EXTRACT PROVIDED:
---*---
AMENYA: Why Kenyans are a special people

AMENYA: Why Kenyans are a special people

By Albert Amenya,

Former US President John F. Kennedy said, “If a free society cannot help the many who are poor, it cannot save the few who are rich.”

When I examine Kenyan politics using my crystal ball, I see the harbingers of class suicide knocking at the door. It’s needless telling our politicians to save themselves because as Kisii elders say, “a hunter’s dog doesn’t hear the smell of faeces”.


Since politics is now the best-paying job in the country, the desperation of politicians could be understood.

Raila now dangling on Maandamano threats before President William Ruto is simply clinging to the last bogeyman in his possession.

He will succeed, but the nation will pay for his selfishness.


During campaigns, politicians regaled us with false hope and fake promises. Where is that hope now after being elected?

I keep saying that the only lucrative “business” left in Kenya today is the business of government. That’s why everyone is aspiring to be a governor, then retire to Senate.

[I say EVERY POLITICIAN because I’ve not heard of an exception] Those of them that have not yet been “conscripted” by the gods or their people are hoping to become the presidential candidate or presidential running mate.

So there is nothing else our “performing” politicians can do outside of government? None hopes to set up an industry that can employ people?

They are not willing to take chances on doing business in the wonderful environment they created while in office. Going to the Senate is a retirement benefit: no stress, no worry, no job and easy cash.
---*---
Point labeling examples
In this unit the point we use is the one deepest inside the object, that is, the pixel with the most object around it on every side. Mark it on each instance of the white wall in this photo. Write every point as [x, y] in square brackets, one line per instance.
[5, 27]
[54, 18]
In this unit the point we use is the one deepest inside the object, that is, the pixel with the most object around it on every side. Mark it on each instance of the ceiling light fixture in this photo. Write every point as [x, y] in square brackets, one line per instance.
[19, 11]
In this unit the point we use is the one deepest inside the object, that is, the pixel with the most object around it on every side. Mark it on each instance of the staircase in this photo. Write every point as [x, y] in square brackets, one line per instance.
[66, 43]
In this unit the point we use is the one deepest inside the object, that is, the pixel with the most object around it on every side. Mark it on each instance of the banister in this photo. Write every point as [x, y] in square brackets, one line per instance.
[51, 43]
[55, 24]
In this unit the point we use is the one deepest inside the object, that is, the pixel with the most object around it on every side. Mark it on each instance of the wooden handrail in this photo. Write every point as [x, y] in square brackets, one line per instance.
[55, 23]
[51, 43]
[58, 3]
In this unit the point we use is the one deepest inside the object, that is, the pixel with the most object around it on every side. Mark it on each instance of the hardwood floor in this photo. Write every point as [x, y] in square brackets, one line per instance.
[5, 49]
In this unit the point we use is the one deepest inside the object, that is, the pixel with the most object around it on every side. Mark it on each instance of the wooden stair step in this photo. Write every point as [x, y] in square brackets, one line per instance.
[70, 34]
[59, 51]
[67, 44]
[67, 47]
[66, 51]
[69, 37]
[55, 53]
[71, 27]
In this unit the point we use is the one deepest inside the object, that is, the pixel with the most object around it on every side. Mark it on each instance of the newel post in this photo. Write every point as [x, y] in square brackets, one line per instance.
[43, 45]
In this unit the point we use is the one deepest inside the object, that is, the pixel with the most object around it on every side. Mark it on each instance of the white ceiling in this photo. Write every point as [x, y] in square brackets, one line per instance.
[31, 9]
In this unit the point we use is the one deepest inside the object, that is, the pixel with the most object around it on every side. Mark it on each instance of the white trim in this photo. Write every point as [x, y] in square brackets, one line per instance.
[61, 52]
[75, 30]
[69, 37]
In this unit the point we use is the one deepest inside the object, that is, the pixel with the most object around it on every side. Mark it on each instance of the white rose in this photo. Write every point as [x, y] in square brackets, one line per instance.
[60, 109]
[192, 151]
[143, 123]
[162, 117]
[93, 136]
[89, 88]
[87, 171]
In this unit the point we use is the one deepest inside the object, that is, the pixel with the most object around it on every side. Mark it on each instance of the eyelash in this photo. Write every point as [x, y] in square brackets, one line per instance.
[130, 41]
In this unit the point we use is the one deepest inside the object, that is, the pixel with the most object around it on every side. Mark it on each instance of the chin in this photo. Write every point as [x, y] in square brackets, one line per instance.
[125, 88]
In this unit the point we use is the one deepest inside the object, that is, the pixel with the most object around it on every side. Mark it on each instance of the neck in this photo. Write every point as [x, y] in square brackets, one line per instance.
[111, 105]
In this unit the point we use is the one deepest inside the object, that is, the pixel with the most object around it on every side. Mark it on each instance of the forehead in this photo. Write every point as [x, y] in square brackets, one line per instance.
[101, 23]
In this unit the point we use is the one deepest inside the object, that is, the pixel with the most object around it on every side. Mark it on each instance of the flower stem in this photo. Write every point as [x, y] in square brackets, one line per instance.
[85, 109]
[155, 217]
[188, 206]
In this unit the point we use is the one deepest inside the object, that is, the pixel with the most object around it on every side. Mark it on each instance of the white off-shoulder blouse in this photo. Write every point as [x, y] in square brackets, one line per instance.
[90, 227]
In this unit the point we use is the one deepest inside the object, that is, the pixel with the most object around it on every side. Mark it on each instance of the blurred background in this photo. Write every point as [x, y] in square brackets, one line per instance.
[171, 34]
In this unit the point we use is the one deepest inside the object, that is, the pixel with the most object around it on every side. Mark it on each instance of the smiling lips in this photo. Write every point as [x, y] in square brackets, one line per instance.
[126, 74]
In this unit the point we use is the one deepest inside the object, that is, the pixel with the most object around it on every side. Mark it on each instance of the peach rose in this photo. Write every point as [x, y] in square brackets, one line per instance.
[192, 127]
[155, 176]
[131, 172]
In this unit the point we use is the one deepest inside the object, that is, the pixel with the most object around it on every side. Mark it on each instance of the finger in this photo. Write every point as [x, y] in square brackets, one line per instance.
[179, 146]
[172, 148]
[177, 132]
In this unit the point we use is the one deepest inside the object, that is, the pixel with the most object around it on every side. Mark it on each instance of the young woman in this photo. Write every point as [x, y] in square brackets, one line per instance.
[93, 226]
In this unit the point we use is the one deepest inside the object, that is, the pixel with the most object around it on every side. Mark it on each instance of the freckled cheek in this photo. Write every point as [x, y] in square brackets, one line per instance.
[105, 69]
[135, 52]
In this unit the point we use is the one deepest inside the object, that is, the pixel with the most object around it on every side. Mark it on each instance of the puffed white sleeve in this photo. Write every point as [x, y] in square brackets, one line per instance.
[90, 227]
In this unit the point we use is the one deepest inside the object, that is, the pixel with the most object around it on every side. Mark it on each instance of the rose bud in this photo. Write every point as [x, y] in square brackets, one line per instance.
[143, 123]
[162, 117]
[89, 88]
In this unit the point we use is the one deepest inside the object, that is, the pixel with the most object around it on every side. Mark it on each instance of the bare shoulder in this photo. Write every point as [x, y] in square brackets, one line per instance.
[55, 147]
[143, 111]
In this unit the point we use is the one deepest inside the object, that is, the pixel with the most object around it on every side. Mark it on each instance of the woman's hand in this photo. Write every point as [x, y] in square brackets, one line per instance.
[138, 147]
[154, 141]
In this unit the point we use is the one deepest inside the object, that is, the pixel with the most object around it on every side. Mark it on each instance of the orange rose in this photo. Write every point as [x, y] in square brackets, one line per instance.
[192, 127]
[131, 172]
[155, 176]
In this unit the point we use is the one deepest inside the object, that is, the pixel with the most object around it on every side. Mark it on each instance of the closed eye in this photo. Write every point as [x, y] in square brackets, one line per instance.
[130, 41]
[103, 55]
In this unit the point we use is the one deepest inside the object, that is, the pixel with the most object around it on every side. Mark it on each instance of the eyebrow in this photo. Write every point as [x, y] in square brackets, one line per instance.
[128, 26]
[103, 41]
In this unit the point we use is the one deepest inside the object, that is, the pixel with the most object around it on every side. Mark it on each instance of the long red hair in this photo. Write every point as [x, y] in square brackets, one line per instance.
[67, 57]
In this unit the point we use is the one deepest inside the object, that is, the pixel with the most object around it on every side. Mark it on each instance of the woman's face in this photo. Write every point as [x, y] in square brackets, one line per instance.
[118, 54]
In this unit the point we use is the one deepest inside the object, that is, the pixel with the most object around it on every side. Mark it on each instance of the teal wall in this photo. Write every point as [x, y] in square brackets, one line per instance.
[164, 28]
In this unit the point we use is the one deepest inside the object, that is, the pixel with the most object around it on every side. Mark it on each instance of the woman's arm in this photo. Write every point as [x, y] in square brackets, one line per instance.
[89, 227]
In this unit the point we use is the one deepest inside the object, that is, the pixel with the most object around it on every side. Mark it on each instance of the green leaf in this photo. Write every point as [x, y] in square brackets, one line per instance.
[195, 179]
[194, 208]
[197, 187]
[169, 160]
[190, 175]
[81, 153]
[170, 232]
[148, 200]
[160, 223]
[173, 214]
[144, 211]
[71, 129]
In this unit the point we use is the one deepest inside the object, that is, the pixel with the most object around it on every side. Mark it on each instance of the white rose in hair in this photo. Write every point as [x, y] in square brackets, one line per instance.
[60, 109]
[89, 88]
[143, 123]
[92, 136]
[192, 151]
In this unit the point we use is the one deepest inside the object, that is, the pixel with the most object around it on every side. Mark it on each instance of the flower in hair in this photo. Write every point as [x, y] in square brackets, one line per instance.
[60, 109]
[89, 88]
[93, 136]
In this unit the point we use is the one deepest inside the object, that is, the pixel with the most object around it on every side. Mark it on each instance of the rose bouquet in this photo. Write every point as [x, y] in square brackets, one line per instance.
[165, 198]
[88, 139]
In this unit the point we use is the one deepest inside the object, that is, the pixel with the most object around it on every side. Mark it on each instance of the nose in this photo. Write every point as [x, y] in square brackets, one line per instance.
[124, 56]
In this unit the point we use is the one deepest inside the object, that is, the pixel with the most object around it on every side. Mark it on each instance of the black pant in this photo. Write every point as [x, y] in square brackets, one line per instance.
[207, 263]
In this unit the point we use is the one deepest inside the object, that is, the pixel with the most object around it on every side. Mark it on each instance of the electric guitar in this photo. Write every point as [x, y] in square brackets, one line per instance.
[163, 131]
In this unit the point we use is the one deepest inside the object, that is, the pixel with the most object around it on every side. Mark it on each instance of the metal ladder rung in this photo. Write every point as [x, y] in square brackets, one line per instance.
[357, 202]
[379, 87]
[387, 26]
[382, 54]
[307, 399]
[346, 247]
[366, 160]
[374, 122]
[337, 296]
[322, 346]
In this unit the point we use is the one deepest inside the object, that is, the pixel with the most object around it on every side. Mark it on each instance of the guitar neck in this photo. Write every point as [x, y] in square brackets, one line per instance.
---*---
WORK TO DO:
1. According to the opinion piece on Kenyan politics, what is the only lucrative "business" left in Kenya today?
2. Restate word for word the passage of the opinion piece on Kenyan politics, starting at "During campaigns, politicians" and ending at "and easy cash.".
3. Take the opinion piece on Kenyan politics further from the point where it stops.

OUTPUTS FOR THE TASKS:
1. The business of government.

2.
During campaigns, politicians regaled us with false hope and fake promises. Where is that hope now after being elected?

I keep saying that the only lucrative “business” left in Kenya today is the business of government. That’s why everyone is aspiring to be a governor, then retire to Senate.

[I say EVERY POLITICIAN because I’ve not heard of an exception] Those of them that have not yet been “conscripted” by the gods or their people are hoping to become the presidential candidate or presidential running mate.

So there is nothing else our “performing” politicians can do outside of government? None hopes to set up an industry that can employ people?

They are not willing to take chances on doing business in the wonderful environment they created while in office. Going to the Senate is a retirement benefit: no stress, no worry, no job and easy cash.

3.
While these plutocrats fight or quarrel over our taxes, the rest of us watch helplessly. If you can’t beat them, join them? We can’t beat them but we can’t even join them.

You can only join them when you are ready to be “groomed” in the art of Kenyan politics. Being a godson or a goddaughter entails campaigning, fighting and rigging election for your godfather, the only one that can raise (from banks, if need be) the hundreds of millions and billions needed to fight in an election.


Our politicians are leading Hollywood lifestyles yet the legitimate income of each in one term (five years) is far less than their actual spending. Who is fooling whom?

The unhidden truth is that the politicians are supposed to amass wealth once they get into office. It’s not a crime to steal in Kenya, and that’s why no big thief ever goes to jail here despite their fingers being caught in the national cookie jar.

Once a thief lands in a Kenyan court, the story ends there. You’ll read later that the accused was found innocent because the prosecution could not prove beyond reasonable doubt that he stole. Ha! What nonsense is this?


Although we have endured this tribulation right from the Kenyatta and Nyayo eras, I don’t think the country can take it anymore.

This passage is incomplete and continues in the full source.